======== SUPPLIED DATA

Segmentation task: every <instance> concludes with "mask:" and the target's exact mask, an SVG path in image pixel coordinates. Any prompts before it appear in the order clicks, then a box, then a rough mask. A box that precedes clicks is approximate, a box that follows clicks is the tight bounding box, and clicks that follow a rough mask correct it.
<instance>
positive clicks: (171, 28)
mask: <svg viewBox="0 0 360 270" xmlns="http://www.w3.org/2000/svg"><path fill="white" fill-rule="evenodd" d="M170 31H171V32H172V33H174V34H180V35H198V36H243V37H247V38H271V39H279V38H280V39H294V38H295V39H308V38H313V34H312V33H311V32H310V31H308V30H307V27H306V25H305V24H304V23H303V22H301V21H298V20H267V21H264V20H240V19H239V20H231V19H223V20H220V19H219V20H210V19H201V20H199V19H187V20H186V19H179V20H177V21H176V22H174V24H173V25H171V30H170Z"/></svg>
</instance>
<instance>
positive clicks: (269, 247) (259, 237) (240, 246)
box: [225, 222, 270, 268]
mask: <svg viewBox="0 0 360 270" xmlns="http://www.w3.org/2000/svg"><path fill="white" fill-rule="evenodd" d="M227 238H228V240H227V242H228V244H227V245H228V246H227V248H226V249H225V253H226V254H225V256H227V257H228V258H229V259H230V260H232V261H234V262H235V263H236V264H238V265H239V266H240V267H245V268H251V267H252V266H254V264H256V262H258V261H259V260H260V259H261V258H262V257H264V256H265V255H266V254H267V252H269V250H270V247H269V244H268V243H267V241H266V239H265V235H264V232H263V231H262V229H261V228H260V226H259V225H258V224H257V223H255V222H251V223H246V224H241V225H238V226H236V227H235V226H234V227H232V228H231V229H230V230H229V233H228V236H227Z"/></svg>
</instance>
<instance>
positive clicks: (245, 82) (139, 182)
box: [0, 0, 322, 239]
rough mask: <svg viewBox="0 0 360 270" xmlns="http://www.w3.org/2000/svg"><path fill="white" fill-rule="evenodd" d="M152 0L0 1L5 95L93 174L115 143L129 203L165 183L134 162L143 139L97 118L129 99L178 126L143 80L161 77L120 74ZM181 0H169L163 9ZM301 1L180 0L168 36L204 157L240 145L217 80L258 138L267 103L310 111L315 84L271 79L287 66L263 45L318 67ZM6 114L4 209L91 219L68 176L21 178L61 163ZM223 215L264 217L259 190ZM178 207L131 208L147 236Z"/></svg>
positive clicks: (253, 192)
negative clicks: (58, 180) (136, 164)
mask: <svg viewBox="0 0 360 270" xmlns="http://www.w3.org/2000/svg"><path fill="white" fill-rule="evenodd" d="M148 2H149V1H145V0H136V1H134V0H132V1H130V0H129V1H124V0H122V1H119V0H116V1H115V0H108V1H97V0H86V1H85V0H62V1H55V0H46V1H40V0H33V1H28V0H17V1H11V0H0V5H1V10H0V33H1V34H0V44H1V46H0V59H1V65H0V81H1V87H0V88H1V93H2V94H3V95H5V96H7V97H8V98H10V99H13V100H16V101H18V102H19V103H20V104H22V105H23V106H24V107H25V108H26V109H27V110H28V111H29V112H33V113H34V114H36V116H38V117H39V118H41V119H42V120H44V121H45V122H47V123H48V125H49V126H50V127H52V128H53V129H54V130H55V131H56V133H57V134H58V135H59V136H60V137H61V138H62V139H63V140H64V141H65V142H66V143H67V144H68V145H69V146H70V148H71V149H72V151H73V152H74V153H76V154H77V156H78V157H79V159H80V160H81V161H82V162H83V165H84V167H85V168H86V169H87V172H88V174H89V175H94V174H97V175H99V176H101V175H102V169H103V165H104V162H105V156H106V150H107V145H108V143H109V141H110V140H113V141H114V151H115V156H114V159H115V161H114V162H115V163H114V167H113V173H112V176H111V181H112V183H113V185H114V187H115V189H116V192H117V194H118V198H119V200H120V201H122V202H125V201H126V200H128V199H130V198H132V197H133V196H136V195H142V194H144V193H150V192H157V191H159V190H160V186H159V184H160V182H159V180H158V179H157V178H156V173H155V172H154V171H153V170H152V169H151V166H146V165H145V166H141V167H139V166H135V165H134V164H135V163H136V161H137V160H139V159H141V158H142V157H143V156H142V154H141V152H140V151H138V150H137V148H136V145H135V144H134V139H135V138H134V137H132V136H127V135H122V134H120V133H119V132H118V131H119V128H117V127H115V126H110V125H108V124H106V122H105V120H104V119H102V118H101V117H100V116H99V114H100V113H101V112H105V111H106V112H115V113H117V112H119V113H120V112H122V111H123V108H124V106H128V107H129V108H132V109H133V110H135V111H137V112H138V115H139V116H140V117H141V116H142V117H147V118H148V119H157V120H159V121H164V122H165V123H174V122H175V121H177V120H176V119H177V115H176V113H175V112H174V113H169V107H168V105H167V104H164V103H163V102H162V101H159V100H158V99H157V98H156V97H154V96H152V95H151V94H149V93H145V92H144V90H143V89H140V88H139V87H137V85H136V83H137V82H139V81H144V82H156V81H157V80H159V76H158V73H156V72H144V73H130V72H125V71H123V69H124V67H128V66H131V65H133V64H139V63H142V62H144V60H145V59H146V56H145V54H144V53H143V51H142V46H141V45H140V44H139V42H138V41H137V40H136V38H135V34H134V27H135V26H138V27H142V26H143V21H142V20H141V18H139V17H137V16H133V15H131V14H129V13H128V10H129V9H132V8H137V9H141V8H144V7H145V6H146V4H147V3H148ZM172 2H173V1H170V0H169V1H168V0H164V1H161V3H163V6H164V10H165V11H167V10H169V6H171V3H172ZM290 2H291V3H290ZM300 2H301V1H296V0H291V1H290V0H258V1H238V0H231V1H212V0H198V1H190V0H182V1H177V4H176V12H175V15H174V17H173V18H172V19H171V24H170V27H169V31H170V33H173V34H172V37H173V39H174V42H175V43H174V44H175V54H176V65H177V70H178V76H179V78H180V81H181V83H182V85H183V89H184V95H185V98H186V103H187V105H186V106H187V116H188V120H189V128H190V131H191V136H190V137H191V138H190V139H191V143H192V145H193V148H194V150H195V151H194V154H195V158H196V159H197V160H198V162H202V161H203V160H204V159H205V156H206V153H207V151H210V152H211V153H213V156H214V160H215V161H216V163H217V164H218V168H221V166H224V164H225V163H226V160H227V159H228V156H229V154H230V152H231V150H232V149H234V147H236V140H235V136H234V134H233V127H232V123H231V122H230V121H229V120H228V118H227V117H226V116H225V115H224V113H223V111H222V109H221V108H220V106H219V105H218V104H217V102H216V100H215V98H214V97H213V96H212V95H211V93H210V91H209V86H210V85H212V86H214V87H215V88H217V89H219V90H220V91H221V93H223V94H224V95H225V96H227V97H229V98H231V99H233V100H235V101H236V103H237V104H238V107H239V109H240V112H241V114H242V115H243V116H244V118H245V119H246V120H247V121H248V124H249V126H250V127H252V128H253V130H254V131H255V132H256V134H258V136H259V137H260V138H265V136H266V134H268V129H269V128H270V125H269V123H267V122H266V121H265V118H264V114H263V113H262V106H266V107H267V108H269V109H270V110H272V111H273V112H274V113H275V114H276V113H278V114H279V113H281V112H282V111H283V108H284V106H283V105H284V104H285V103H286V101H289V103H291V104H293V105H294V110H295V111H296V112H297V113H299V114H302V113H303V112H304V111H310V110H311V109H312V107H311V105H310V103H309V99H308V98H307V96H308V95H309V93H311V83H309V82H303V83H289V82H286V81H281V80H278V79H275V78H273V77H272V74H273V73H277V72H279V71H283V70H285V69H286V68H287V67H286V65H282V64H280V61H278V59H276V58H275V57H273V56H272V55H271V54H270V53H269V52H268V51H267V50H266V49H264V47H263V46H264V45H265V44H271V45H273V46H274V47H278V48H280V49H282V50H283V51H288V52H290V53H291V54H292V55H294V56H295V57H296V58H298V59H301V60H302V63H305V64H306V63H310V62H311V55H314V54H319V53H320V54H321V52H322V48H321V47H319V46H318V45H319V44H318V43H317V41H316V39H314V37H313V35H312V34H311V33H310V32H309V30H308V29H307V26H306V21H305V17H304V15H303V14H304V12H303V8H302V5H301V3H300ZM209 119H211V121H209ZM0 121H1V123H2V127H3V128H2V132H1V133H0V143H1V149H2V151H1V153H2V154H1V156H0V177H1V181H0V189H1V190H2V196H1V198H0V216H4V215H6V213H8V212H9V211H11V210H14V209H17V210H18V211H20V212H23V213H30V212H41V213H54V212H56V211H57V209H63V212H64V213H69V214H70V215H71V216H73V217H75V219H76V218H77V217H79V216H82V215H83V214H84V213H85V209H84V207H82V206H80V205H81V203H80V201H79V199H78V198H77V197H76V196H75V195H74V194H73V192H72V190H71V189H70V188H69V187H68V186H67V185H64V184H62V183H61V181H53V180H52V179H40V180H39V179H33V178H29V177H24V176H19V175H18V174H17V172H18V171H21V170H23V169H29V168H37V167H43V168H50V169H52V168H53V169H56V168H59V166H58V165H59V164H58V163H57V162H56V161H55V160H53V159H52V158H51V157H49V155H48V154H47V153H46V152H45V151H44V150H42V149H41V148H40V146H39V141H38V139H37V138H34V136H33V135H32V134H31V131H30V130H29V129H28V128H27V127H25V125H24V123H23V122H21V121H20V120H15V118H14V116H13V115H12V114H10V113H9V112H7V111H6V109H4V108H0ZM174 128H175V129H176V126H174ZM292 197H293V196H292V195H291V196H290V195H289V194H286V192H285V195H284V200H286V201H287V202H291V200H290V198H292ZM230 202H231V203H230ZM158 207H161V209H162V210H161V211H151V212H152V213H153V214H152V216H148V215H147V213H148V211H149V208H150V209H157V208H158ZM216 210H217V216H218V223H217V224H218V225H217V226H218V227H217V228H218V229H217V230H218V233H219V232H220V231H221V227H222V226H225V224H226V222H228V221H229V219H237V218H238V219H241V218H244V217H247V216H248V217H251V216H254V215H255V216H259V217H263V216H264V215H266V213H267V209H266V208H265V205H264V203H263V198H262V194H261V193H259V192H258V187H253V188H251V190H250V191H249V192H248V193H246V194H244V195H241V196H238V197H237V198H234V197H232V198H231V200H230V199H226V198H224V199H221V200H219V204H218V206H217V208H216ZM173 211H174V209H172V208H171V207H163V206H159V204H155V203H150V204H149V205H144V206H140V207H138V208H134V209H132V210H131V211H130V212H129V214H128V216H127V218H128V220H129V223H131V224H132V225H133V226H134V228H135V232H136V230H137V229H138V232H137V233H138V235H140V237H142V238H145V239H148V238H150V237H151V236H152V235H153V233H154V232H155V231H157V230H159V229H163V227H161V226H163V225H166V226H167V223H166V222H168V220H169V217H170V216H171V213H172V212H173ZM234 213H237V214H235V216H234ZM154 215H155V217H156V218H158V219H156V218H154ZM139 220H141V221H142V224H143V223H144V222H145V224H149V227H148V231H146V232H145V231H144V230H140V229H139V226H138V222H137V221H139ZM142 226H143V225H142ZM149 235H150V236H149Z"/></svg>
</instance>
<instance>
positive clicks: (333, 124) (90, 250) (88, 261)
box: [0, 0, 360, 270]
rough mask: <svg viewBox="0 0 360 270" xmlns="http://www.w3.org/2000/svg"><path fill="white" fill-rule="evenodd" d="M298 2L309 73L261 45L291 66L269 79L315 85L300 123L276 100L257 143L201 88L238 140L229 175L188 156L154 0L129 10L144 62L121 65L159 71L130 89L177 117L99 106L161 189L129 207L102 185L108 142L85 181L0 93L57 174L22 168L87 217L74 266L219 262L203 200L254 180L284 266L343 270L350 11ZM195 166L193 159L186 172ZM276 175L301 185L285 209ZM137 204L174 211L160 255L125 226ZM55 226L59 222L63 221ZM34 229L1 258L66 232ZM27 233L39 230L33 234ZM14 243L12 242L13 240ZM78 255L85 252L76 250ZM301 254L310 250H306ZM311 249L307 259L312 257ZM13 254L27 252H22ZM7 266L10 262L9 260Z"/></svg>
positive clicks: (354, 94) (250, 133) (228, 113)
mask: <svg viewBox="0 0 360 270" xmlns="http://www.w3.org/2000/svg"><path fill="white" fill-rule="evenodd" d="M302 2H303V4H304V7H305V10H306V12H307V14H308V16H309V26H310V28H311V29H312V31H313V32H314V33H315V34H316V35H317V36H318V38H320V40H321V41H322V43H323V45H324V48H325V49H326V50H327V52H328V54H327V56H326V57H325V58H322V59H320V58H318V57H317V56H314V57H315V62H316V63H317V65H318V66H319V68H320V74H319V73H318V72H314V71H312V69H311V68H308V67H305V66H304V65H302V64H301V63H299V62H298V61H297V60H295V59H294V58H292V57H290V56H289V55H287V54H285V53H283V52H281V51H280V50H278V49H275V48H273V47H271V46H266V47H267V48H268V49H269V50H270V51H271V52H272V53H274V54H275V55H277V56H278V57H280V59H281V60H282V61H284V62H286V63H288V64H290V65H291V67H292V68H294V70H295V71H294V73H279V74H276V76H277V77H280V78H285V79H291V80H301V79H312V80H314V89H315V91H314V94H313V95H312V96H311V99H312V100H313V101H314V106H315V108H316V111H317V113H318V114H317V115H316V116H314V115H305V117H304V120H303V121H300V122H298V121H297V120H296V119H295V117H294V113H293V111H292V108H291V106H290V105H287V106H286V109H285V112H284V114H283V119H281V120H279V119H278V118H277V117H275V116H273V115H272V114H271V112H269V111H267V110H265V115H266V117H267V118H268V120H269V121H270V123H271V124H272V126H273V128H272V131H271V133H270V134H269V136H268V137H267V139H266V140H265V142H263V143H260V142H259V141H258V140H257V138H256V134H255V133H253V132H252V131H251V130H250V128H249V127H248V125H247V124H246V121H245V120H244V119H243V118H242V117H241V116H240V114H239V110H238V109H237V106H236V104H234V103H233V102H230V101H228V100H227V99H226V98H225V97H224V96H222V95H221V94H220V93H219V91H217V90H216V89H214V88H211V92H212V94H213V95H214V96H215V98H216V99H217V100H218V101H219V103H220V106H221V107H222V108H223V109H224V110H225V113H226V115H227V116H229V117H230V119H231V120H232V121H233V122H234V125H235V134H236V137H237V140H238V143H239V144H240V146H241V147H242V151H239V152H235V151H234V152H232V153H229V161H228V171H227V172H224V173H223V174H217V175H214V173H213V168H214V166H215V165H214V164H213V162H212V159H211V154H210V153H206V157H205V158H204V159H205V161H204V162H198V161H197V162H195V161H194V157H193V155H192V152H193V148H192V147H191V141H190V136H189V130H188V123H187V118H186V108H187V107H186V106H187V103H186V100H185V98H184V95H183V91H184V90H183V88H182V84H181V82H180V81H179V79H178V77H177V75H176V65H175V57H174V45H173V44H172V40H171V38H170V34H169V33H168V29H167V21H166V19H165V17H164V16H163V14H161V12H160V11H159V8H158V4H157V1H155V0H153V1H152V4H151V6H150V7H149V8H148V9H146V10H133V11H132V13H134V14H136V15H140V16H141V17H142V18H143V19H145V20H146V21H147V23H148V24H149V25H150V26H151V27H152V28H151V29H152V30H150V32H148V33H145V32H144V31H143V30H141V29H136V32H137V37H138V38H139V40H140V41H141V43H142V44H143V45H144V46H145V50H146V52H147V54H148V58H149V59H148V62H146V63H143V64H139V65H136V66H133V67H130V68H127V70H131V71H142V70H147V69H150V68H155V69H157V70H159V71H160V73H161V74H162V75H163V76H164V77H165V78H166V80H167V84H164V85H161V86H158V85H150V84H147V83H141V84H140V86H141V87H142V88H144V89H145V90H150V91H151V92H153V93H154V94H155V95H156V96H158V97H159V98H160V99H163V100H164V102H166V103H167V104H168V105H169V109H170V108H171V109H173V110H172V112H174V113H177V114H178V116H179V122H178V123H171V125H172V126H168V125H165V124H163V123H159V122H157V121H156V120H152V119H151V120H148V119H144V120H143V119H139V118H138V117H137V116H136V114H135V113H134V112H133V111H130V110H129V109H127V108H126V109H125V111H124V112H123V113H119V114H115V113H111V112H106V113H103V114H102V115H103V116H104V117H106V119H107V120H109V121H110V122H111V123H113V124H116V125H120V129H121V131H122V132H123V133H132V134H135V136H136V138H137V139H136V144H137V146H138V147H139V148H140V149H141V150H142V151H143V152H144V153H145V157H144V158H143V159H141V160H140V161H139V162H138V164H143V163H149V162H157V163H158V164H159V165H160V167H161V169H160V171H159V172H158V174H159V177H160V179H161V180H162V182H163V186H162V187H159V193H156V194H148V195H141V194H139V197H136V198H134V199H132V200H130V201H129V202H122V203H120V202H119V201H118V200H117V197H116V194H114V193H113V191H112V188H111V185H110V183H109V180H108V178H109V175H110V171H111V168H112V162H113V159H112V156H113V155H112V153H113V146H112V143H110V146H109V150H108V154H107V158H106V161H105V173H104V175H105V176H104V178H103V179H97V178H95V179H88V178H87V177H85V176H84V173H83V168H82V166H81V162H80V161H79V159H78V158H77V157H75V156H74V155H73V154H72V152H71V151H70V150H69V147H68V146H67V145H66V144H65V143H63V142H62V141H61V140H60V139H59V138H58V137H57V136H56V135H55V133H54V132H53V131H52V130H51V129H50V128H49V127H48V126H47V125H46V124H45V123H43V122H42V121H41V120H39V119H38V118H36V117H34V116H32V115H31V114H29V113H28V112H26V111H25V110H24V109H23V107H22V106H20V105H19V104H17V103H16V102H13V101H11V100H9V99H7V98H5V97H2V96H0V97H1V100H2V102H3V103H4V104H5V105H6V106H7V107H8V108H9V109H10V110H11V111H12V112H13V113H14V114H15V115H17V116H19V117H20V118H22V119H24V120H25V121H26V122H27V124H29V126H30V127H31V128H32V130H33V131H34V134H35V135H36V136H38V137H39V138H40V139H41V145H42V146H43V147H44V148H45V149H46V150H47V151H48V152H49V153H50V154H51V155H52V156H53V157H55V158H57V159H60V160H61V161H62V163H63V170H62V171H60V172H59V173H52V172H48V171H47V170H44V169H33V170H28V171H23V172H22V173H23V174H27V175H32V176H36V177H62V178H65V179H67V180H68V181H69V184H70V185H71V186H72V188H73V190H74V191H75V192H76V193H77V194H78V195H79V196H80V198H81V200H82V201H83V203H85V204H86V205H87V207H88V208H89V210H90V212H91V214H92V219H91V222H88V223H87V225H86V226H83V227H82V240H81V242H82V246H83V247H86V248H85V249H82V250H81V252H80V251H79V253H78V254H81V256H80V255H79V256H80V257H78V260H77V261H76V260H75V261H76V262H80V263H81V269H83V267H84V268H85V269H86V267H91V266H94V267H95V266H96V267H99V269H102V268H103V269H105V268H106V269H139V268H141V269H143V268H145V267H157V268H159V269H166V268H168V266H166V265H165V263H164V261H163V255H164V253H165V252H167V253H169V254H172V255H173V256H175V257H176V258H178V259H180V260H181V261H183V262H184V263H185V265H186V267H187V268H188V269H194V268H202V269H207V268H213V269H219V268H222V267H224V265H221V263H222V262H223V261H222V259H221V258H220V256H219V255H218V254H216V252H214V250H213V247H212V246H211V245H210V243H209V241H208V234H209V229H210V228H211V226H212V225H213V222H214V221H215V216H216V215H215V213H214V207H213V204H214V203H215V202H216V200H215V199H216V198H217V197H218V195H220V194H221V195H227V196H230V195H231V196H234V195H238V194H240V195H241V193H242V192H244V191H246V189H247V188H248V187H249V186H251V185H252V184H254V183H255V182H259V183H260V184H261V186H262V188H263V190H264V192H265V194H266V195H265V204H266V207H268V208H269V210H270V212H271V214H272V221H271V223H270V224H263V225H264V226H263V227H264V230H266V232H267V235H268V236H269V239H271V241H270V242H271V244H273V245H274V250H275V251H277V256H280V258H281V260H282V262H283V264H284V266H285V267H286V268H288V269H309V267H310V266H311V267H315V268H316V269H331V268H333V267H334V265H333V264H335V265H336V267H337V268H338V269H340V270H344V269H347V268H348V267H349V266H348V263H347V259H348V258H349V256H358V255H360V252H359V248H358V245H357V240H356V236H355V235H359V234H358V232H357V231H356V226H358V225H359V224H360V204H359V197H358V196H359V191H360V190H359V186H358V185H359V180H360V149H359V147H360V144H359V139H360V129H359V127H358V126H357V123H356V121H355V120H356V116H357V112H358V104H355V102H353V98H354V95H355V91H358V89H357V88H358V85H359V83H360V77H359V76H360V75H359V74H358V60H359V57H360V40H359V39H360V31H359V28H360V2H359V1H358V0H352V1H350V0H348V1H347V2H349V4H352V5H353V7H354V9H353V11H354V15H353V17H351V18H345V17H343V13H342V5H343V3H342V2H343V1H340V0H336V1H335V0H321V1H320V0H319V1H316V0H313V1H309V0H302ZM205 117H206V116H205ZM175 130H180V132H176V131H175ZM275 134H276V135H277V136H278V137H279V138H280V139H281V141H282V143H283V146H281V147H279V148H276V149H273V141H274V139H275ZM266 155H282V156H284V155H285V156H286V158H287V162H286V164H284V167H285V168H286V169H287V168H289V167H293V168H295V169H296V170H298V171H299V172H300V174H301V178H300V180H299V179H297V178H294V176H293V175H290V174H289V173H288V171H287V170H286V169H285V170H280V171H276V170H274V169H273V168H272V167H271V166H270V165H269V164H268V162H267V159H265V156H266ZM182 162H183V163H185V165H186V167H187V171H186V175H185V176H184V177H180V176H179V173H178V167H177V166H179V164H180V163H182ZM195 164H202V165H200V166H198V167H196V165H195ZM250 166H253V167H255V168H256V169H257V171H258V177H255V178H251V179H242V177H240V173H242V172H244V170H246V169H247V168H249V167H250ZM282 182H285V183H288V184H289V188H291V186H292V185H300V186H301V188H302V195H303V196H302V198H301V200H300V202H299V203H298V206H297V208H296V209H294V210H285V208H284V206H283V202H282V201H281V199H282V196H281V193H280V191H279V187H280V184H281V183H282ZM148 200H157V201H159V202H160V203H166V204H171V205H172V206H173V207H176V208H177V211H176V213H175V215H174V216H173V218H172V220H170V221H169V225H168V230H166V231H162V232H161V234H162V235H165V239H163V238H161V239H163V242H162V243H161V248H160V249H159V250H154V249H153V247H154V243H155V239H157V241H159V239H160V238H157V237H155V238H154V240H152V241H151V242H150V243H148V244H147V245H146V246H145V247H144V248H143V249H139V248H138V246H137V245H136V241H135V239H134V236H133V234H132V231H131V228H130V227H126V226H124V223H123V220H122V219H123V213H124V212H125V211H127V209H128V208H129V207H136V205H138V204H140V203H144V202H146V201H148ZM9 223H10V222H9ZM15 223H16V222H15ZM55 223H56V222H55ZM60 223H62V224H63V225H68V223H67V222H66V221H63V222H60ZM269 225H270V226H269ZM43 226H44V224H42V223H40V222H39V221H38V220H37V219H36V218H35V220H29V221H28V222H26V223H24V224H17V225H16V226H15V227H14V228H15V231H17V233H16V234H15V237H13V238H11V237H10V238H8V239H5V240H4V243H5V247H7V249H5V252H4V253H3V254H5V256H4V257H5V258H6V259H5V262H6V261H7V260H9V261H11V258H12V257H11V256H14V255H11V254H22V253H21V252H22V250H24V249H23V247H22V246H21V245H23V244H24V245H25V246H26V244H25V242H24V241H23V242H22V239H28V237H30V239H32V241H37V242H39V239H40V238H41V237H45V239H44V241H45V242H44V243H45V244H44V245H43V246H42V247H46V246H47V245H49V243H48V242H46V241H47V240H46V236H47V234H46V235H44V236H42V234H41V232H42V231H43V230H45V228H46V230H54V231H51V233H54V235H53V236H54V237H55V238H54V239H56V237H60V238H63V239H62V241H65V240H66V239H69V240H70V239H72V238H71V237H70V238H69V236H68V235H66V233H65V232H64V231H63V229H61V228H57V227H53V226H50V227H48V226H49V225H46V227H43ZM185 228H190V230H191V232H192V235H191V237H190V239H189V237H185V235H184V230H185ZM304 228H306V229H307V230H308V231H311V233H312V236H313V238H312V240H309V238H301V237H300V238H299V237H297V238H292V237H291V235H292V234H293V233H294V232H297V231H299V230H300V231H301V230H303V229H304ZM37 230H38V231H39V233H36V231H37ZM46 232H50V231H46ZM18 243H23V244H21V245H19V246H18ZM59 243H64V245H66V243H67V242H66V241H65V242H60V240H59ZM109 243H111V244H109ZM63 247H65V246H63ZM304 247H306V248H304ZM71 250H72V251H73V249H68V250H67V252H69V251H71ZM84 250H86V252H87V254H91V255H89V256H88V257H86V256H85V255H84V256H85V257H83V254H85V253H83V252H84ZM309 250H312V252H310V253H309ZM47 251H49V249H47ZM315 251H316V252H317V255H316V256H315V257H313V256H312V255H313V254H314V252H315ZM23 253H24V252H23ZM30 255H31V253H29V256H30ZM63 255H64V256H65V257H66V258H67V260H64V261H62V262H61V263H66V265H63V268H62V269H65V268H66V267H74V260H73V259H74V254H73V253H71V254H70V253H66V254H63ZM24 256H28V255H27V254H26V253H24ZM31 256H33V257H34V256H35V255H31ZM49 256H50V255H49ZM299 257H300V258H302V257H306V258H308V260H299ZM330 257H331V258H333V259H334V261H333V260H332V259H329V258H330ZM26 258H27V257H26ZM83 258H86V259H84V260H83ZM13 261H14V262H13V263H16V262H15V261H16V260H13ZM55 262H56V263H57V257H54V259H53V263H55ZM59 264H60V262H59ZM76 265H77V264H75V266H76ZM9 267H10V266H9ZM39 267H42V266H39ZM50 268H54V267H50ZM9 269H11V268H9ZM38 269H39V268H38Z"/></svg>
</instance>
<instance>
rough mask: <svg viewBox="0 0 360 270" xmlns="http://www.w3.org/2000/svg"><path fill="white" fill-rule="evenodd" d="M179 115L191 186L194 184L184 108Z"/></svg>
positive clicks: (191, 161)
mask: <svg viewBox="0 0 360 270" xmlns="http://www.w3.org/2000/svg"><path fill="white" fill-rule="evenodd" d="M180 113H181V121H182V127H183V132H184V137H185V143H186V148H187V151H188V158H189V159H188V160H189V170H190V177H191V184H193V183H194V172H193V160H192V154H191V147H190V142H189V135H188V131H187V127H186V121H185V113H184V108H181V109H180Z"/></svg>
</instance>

================

## WORK REQUEST
Set down the stretch from the start of the rows above through the line containing "positive clicks: (253, 192)", both included, with every character unchanged.

## ANSWER SPACE
Segmentation task: every <instance> concludes with "mask:" and the target's exact mask, an SVG path in image pixel coordinates. Any prompts before it appear in the order clicks, then a box, then a rough mask. A box that precedes clicks is approximate, a box that follows clicks is the tight bounding box, and clicks that follow a rough mask correct it.
<instance>
positive clicks: (171, 28)
mask: <svg viewBox="0 0 360 270" xmlns="http://www.w3.org/2000/svg"><path fill="white" fill-rule="evenodd" d="M170 31H171V32H172V33H174V34H180V35H198V36H243V37H247V38H271V39H279V38H280V39H294V38H295V39H308V38H313V34H312V33H311V32H310V31H308V30H307V27H306V25H305V24H304V23H303V22H301V21H298V20H267V21H264V20H240V19H239V20H231V19H223V20H220V19H219V20H210V19H201V20H199V19H187V20H186V19H179V20H177V21H176V22H174V24H173V25H171V30H170Z"/></svg>
</instance>
<instance>
positive clicks: (269, 247) (259, 237) (240, 246)
box: [225, 222, 270, 268]
mask: <svg viewBox="0 0 360 270" xmlns="http://www.w3.org/2000/svg"><path fill="white" fill-rule="evenodd" d="M227 238H228V240H227V242H228V244H227V245H228V246H227V248H226V249H225V253H226V254H225V256H227V257H228V258H229V259H230V260H232V261H234V262H235V263H236V264H238V265H239V266H240V267H245V268H251V267H252V266H254V264H256V262H258V261H259V260H260V259H261V258H262V257H264V256H265V255H266V254H267V252H269V250H270V247H269V244H268V243H267V241H266V239H265V235H264V232H263V231H262V229H261V228H260V226H259V225H258V224H257V223H255V222H251V223H246V224H241V225H238V226H236V227H235V226H234V227H232V228H231V229H230V230H229V233H228V236H227Z"/></svg>
</instance>
<instance>
positive clicks: (245, 82) (139, 182)
box: [0, 0, 322, 239]
rough mask: <svg viewBox="0 0 360 270" xmlns="http://www.w3.org/2000/svg"><path fill="white" fill-rule="evenodd" d="M152 0L0 1L5 95L93 174L115 143L129 203L165 183L134 162L143 139L97 118L129 99L178 126L143 80L161 77L120 74ZM181 0H169L163 9ZM301 1L180 0L168 36L204 157L240 145L217 80L258 138L267 103L310 111L315 84L271 79L287 66L263 45L318 67ZM6 114L4 209L91 219L68 176L21 178L61 163ZM223 215L264 217L259 190ZM178 207L131 208L147 236Z"/></svg>
positive clicks: (253, 192)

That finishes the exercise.